* [Quoted text]:
··········

- From: Martin Duerst <duerst@it.aoyama.ac.jp>
- Date: Wed, 08 Aug 2007 10:32:39 +0900
- To: "McDonald, Ira" <imcdonald@sharplabs.com>, "David Dorward" <david@dorward.me.uk>, "Ernest Unrau" <ejunrau@mts.net>
- Cc: "www-validator Community" <www-validator@w3.org>, <www-international@w3.org>
It's very clear that the charset tags themselves are case-insensitive,
i.e. US-ASCII is as good as us-ascii is as good as uS-aSCii or any
other variant. It's also clear that for HTML, element and attribute
names are case-insensitive.
The question is whether the charset parameter on the Content-Type
HTTP header is case-sensitive or case-insensitive. Olivier earlier
said that he wasn't able to find anything relevant in the HTTP spec,
but I found this at http://www.ietf.org/rfc/rfc2616.txt:
>>>>>>>>
3.7 Media Types
HTTP uses Internet Media Types [17] in the Content-Type (section
14.17) and Accept (section 14.1) header fields in order to provide
open and extensible data typing and type negotiation.
media-type = type "/" subtype *( ";" parameter )
type = token
subtype = token
Parameters MAY follow the type/subtype in the form of attribute/value
pairs (as defined in section 3.6).

··········

* [Extracted material]:
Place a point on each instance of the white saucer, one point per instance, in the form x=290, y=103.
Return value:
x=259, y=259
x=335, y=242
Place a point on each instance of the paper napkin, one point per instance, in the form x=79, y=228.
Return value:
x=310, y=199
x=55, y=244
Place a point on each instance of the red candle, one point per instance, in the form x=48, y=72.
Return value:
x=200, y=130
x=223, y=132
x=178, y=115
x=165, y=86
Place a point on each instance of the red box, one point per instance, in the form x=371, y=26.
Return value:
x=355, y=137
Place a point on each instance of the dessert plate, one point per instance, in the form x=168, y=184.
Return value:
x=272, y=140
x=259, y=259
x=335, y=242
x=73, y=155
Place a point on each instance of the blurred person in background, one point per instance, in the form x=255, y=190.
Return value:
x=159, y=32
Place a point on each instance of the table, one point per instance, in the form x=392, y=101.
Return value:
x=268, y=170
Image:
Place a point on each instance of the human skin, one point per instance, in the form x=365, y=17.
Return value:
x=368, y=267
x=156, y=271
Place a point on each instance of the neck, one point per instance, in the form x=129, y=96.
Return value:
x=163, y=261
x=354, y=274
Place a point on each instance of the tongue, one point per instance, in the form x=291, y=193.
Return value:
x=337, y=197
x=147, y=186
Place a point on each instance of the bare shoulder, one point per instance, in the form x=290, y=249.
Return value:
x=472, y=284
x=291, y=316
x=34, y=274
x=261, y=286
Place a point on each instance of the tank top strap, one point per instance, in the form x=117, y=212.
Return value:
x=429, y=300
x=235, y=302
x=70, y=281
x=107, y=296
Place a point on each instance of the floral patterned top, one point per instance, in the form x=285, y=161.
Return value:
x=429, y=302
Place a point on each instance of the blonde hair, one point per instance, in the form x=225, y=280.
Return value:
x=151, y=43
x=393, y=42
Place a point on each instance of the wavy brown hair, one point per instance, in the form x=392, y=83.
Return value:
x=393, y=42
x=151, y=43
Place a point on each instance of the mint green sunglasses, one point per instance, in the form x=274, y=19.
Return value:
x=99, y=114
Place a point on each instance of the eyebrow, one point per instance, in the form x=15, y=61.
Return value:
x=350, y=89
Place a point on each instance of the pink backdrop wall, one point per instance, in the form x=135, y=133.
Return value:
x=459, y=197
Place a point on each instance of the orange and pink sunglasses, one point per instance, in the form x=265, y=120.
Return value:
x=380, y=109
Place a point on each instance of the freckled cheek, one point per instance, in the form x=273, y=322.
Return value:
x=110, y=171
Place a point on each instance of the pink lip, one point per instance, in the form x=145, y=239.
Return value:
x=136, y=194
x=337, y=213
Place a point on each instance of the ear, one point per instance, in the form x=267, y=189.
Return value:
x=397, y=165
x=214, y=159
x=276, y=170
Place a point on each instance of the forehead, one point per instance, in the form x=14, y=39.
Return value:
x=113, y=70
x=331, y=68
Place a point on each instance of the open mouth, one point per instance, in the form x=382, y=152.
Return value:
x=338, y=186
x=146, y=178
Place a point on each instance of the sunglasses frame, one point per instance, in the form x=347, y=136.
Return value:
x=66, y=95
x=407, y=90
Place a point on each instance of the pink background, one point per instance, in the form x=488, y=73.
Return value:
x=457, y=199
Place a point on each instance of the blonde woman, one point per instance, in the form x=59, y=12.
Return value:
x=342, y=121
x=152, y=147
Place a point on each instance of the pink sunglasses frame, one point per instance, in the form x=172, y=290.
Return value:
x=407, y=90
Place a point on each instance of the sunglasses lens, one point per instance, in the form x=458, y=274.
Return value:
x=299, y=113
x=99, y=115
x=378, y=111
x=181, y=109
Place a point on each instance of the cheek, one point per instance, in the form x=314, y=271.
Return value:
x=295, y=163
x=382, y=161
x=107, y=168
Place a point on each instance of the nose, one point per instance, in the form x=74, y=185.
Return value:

··········

* [Required work]:
**a)** Reproduce the part of the email on charset case sensitivity that begins at the words "- From: Martin" and stops after "names are case-insensitive.", substituting "not case-sensitive" for "case-insensitive" throughout.
**b)** Copy every line of the records that contains the word "hair".

* [Final results]:
**a)**
- From: Martin Duerst <duerst@it.aoyama.ac.jp>
- Date: Wed, 08 Aug 2007 10:32:39 +0900
- To: "McDonald, Ira" <imcdonald@sharplabs.com>, "David Dorward" <david@dorward.me.uk>, "Ernest Unrau" <ejunrau@mts.net>
- Cc: "www-validator Community" <www-validator@w3.org>, <www-international@w3.org>
It's very clear that the charset tags themselves are not case-sensitive,
i.e. US-ASCII is as good as us-ascii is as good as uS-aSCii or any
other variant. It's also clear that for HTML, element and attribute
names are not case-sensitive.

**b)**
Place a point on each instance of the blonde hair, one point per instance, in the form x=225, y=280.
Place a point on each instance of the wavy brown hair, one point per instance, in the form x=392, y=83.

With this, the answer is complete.